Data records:
· · · · · · ·
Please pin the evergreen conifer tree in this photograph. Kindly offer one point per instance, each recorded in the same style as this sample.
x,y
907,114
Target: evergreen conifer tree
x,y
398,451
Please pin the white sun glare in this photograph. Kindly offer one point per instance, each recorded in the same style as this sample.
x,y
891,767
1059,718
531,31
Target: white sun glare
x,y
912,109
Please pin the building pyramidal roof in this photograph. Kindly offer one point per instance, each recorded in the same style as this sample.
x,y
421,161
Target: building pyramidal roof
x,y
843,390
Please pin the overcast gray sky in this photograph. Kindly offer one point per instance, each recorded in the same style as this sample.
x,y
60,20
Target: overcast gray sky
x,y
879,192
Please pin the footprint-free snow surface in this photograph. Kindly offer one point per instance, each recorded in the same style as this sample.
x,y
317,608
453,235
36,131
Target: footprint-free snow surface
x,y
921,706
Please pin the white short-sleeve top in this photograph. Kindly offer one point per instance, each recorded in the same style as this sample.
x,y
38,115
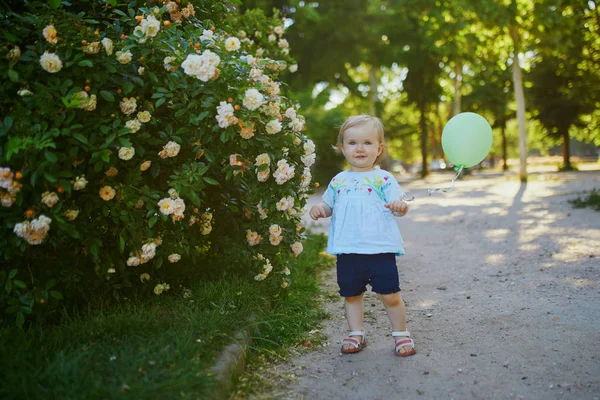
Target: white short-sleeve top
x,y
360,223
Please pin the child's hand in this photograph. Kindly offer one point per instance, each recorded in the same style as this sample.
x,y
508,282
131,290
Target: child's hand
x,y
398,206
318,211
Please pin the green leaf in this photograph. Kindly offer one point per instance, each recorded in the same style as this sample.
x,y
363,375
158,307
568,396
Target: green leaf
x,y
127,87
50,156
8,122
81,138
49,178
57,295
224,137
20,284
106,95
13,75
210,181
85,63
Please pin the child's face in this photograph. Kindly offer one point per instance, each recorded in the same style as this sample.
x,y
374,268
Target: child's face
x,y
361,147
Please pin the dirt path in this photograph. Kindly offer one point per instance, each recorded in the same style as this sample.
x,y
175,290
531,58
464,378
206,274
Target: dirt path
x,y
502,286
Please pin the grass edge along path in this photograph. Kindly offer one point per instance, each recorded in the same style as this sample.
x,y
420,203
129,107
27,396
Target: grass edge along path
x,y
160,348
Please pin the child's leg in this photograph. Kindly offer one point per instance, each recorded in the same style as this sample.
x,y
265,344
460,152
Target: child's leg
x,y
355,312
394,305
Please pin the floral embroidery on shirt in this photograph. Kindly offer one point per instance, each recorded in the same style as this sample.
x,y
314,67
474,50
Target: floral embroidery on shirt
x,y
337,185
378,185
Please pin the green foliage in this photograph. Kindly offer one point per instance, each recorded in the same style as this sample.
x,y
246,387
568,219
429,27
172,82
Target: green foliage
x,y
129,141
592,199
163,347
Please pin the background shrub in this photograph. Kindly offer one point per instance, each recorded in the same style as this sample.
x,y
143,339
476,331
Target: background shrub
x,y
141,145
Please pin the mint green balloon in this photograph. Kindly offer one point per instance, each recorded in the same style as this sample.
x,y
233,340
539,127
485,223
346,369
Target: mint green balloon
x,y
467,139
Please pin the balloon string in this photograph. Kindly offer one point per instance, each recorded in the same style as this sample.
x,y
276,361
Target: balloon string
x,y
450,189
406,197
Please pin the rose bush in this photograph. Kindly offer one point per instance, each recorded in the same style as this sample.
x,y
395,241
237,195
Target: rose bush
x,y
138,136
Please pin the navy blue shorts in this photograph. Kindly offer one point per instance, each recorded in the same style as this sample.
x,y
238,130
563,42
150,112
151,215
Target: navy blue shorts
x,y
355,271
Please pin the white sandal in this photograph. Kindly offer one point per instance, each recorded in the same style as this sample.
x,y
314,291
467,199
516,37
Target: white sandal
x,y
358,345
400,344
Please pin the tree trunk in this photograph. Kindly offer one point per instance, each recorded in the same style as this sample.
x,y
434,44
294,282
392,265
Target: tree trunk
x,y
520,97
504,156
566,150
457,100
374,98
423,124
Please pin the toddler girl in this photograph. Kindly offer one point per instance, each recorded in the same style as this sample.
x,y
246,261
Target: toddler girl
x,y
364,234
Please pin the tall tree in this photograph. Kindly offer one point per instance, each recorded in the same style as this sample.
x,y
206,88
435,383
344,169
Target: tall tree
x,y
512,18
563,82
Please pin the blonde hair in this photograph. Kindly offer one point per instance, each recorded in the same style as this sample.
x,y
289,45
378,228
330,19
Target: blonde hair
x,y
360,120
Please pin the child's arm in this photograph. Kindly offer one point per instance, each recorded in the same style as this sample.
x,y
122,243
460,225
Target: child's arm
x,y
321,210
398,206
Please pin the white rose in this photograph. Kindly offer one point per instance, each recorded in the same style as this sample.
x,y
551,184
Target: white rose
x,y
134,125
290,113
273,127
49,33
253,99
80,183
124,57
50,62
107,193
133,261
166,206
232,44
145,165
150,26
126,153
108,46
49,199
144,116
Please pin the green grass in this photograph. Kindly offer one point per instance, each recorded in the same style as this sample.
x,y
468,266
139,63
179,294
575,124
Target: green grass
x,y
592,200
160,348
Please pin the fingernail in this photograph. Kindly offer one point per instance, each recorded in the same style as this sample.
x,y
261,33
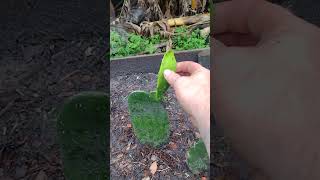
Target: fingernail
x,y
167,72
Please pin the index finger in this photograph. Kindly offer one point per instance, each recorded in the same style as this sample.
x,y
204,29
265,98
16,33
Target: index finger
x,y
256,17
189,67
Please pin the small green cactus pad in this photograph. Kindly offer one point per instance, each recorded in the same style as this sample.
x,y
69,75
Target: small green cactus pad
x,y
168,62
149,118
197,158
83,136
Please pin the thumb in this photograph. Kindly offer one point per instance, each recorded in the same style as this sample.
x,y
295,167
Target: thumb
x,y
171,76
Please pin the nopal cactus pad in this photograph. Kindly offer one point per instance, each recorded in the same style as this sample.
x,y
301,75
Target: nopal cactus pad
x,y
168,62
149,118
83,134
197,158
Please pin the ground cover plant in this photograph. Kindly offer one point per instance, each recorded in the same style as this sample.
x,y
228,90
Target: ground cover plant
x,y
135,44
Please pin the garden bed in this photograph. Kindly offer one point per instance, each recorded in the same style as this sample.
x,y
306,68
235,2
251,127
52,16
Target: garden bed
x,y
148,63
131,159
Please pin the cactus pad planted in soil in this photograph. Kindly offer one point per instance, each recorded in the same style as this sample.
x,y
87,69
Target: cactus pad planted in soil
x,y
197,158
83,134
149,118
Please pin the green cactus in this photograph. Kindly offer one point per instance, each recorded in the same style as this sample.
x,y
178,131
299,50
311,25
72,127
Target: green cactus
x,y
197,158
149,119
168,62
83,136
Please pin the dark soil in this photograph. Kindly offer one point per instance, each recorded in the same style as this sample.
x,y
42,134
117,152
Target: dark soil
x,y
131,159
49,51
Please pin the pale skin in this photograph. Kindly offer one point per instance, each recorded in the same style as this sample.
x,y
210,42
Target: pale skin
x,y
267,87
191,83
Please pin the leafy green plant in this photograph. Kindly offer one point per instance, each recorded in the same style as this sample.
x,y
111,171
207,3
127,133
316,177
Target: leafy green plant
x,y
184,40
149,118
137,44
83,134
197,157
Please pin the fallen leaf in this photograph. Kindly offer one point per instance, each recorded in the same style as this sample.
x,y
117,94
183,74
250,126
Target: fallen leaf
x,y
153,167
173,146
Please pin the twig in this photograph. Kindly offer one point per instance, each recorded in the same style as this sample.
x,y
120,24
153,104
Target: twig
x,y
139,163
164,169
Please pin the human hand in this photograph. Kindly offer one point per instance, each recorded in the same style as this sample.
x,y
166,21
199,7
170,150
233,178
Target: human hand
x,y
266,80
191,84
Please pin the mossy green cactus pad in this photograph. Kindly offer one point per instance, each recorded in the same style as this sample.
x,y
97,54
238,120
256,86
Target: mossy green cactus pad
x,y
168,62
197,158
149,118
83,136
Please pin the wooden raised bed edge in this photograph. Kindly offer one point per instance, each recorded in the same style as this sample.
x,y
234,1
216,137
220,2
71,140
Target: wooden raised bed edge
x,y
148,63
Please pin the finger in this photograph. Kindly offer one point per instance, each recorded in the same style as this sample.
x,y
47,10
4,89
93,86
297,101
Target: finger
x,y
188,67
171,77
255,17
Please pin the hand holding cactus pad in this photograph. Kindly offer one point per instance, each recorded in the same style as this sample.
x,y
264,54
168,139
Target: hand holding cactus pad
x,y
149,118
83,136
168,62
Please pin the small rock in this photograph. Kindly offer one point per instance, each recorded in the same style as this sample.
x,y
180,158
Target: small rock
x,y
89,51
153,168
20,172
86,78
154,157
42,176
173,146
30,51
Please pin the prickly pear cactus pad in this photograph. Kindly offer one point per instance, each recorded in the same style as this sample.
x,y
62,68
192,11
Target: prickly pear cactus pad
x,y
168,62
149,118
197,158
83,134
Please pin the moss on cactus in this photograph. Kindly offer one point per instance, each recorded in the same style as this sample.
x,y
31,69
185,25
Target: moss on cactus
· · · · · · ·
## EXERCISE TASK
Starting at the line that contains "Please pin the human", output each remaining line of the listing, the last line included, exactly as it appears.

## ANSWER
Please pin the human hand in this photograph. Kindly offer one point per instance, each recorded in the same style as this sample.
x,y
166,21
199,7
170,150
233,178
Target: human hand
x,y
266,80
191,84
Please pin the mossy green cactus pad in this photograph. Kindly offer one point per instance, each recorded in the same style as this sample.
x,y
97,54
238,120
256,86
Target: mossy green cactus pad
x,y
168,62
197,158
149,118
83,136
Please pin the wooden raised bed edge in this photograph. Kindly offer one point per instance, each recorded in the same style as this sample.
x,y
234,1
216,137
220,2
71,140
Target: wooden raised bed edge
x,y
148,63
Please pin the finger in this photograph. Kindly offer one point per instance, each recorded in the same style as this sample.
x,y
47,10
4,89
93,86
297,101
Target: finger
x,y
188,67
171,77
255,17
Please pin the hand holding cactus pad in this photograph. Kindly offer one point per instance, each recorded in the same style as this sample.
x,y
264,54
168,139
Target: hand holding cactus pad
x,y
149,118
83,136
168,62
Please pin the small rock in this photograph. Kindly offer one point per instance, each recorded in the same style as this sample.
x,y
180,158
Target: small rock
x,y
89,51
153,168
20,172
86,78
154,157
42,176
173,146
30,51
Please pin the prickly pear cactus pad in this photograph. Kindly offer one point per instance, each recorded in the same style as this sample.
x,y
62,68
192,11
Target: prickly pear cactus pad
x,y
168,62
149,118
197,158
83,134
Please pin the moss on cactus in this photograph. Kindly offer one point per instance, each recorded in the same style as this sample.
x,y
31,69
185,25
Target: moss on cactus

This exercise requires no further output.